=== Document excerpt ===
My History with Vegetarianism and Veganism

As long as I can remember, I’ve had a strained relationship with food.  I don’t have many food memories stored up, but I remember loving pizza, fruit, cereal, and burgers.  I started gaining weight in 3rd or 4th grade.  It wasn’t so much that I craved food, but that I was eating junk.  I had no idea how to eat properly, and enjoyed chips and candy frequently. By 7th grade, I had repeated stomach problems so severe that I was taken to a doctor who told me to not eat red meat or fried foods.  Ever.  My stomach issues cleared up.  I was able to mostly eliminate red meat and no longer ate fried foods.  My diet was not actually improved; I was only doing the minimum required to not be in pain.  The candies, sodas, and other foods continued.

When I was in middle school I became friends with a kid from a family that was vegan.  He also didn’t eat wheat, salt, or sugar.  Eating at his house felt like being in a different country, and my parents certainly didn’t know how to feed him at our house.  Things were always awkward between him and most other people.  A lot of ridicule was thrown his way, and behind his back he was referred to pejoratively as “veggie boy.”   I defended him, but in my mind the family’s vegan lifestyle was akin to a minority religion.  He was always thin and short, traits that were attributed to his diet.  Vegetarianism and veganism were seem as extreme in Oklahoma culture.  The official state meal, adopted in 1988, consists of fried okra, cornbread, barbecue pork, squash, biscuits, sausage and gravy, grits, corn, strawberries, chicked fried steak, pecan pie, and black-eyed peas.  While one could make a strong argument for at least part of this being designated “Oklahoma Historical State Meal,”  as a current meal it definitely marginalizes plant-based lifestyles.
===
_Questions on the material_.
A: Summarize the personal account on vegetarianism and veganism in two sentences.
B: According to the personal account, in what year was Oklahoma's official state meal adopted?
C: Echo the personal account from "As long as I" to "other foods continued.".
The entries have no role in this work.
=== Extracted data ===
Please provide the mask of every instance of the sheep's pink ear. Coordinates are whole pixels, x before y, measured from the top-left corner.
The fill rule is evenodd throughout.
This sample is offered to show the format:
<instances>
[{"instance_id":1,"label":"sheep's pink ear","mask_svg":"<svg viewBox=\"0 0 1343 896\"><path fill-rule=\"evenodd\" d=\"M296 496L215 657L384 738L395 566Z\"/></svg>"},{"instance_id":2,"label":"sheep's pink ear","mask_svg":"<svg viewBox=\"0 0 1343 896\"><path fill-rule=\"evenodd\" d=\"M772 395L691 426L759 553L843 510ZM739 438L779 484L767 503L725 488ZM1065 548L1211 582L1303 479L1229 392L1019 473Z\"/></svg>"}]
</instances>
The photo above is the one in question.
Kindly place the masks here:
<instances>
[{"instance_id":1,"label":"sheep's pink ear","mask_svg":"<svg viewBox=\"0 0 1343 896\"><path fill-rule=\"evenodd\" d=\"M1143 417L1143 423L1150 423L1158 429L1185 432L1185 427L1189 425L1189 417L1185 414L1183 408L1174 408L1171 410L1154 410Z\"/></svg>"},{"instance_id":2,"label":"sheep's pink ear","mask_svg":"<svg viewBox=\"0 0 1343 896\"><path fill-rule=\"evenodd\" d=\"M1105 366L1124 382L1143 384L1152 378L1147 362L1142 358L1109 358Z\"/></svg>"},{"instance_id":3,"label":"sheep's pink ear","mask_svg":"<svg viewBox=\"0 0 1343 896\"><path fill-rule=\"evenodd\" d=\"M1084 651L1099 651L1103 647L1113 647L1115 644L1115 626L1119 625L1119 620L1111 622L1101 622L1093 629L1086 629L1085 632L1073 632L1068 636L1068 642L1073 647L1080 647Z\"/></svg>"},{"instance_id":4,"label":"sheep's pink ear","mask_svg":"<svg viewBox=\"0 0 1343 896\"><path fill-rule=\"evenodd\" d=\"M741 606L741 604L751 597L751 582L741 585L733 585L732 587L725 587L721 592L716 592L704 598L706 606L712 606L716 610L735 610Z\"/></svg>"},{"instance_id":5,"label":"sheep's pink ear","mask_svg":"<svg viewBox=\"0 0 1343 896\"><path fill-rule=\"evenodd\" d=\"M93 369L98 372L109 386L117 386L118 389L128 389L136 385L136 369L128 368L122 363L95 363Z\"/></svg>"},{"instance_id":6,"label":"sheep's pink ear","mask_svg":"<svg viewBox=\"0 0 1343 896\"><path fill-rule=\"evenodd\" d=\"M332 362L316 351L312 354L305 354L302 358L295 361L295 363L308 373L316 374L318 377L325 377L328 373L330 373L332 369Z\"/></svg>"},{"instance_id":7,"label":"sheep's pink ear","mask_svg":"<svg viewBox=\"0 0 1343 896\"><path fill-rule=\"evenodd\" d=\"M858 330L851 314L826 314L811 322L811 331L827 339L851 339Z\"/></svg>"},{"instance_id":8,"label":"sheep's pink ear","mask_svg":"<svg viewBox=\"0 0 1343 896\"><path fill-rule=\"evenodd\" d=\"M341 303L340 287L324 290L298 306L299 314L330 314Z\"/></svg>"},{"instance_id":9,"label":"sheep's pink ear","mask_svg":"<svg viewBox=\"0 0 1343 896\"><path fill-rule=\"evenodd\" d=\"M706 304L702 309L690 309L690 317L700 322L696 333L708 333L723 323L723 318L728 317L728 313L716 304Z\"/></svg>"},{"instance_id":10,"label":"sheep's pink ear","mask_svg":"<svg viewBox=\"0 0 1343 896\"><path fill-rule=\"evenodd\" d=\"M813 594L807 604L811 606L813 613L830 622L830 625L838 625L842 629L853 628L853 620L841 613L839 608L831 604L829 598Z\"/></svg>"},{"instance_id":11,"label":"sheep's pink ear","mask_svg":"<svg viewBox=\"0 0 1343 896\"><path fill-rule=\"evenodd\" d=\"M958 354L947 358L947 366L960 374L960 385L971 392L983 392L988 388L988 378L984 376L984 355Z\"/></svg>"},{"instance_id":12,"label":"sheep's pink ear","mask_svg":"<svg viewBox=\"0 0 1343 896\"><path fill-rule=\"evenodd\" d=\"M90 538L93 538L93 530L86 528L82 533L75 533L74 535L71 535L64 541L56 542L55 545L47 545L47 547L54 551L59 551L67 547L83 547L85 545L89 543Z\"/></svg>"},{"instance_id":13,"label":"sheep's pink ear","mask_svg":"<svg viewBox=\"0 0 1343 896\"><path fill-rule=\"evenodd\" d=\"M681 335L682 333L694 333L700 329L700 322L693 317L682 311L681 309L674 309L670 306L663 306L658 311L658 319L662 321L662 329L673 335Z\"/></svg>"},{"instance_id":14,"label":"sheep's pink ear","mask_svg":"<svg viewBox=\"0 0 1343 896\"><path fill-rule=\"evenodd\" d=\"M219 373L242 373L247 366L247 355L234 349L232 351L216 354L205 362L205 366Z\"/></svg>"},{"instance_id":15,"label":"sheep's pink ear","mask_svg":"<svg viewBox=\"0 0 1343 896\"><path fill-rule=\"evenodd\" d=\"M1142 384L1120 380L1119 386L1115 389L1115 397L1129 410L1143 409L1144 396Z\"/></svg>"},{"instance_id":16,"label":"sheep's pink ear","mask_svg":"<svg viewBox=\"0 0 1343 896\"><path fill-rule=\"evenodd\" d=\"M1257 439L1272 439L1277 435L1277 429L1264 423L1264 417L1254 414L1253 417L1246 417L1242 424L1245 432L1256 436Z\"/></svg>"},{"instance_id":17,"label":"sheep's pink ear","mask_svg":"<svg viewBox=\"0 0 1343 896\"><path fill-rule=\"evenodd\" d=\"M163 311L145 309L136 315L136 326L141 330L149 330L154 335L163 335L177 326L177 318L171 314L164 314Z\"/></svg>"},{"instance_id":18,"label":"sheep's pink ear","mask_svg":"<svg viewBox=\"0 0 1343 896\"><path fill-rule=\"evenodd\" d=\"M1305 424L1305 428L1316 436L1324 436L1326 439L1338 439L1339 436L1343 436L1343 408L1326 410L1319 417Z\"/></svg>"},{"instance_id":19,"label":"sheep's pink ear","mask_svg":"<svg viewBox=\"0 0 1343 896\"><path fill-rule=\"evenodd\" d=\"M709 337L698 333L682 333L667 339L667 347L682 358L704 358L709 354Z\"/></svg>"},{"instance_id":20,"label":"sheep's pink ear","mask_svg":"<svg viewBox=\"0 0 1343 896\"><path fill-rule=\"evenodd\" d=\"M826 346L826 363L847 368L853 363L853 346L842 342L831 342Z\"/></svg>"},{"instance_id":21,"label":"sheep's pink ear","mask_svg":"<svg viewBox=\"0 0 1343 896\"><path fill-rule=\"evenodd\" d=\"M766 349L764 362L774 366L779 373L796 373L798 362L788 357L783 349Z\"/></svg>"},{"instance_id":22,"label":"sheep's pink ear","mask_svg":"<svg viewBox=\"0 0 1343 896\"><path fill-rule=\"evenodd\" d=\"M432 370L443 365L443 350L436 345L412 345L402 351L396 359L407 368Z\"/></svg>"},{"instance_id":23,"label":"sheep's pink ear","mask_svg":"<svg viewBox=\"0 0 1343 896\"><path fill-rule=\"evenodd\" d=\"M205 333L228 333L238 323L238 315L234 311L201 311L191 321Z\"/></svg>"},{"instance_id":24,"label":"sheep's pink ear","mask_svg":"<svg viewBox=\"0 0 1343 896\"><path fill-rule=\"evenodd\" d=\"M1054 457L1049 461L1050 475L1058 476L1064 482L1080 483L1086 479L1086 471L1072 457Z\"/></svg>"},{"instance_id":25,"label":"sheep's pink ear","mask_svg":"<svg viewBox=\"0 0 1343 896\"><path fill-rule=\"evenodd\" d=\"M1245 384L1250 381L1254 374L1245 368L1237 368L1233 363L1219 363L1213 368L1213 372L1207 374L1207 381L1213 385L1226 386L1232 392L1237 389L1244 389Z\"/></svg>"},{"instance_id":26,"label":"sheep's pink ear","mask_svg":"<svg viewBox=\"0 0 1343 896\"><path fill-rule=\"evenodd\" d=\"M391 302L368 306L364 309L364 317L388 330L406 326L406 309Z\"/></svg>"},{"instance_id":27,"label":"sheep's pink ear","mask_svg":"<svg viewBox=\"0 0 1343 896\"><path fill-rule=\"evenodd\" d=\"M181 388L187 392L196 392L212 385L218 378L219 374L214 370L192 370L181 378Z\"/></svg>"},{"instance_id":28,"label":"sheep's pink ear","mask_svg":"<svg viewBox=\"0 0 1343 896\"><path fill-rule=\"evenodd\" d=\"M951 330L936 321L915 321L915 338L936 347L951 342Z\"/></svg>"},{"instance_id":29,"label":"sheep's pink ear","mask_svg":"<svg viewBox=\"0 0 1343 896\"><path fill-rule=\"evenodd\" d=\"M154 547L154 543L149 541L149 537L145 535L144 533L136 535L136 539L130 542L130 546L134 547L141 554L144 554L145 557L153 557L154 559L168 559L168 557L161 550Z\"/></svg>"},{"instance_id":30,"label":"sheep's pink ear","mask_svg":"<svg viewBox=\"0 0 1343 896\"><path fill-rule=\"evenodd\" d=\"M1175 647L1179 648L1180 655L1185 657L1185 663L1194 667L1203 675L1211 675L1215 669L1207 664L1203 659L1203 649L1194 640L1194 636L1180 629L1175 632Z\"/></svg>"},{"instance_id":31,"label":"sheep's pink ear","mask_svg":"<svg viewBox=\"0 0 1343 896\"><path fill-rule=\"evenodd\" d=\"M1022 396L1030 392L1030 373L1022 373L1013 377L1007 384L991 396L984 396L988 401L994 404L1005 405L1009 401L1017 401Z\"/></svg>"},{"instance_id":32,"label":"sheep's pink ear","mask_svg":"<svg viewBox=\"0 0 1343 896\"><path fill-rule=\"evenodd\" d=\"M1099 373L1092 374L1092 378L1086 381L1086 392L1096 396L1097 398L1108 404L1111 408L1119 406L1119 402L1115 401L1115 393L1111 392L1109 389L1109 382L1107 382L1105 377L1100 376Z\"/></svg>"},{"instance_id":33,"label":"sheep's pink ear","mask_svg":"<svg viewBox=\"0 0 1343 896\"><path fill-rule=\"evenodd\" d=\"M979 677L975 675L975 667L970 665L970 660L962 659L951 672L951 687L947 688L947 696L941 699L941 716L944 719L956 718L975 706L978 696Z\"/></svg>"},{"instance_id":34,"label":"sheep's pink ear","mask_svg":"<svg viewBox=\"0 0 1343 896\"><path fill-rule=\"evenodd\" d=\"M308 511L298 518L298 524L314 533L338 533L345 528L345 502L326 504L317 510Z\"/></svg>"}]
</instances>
===
_Responses by item number_.
A: The writer ate a lot of junk food as a child and by 7th grade had stomach problems severe enough that a doctor ordered no red meat or fried foods, which ended the pain without actually improving the diet. In middle school the writer befriended a boy from a vegan family who was often ridiculed, and vegetarianism and veganism were seen as extreme in Oklahoma culture, where the official state meal marginalizes plant-based lifestyles.

B: 1988

C:
As long as I can remember, I’ve had a strained relationship with food.  I don’t have many food memories stored up, but I remember loving pizza, fruit, cereal, and burgers.  I started gaining weight in 3rd or 4th grade.  It wasn’t so much that I craved food, but that I was eating junk.  I had no idea how to eat properly, and enjoyed chips and candy frequently. By 7th grade, I had repeated stomach problems so severe that I was taken to a doctor who told me to not eat red meat or fried foods.  Ever.  My stomach issues cleared up.  I was able to mostly eliminate red meat and no longer ate fried foods.  My diet was not actually improved; I was only doing the minimum required to not be in pain.  The candies, sodas, and other foods continued.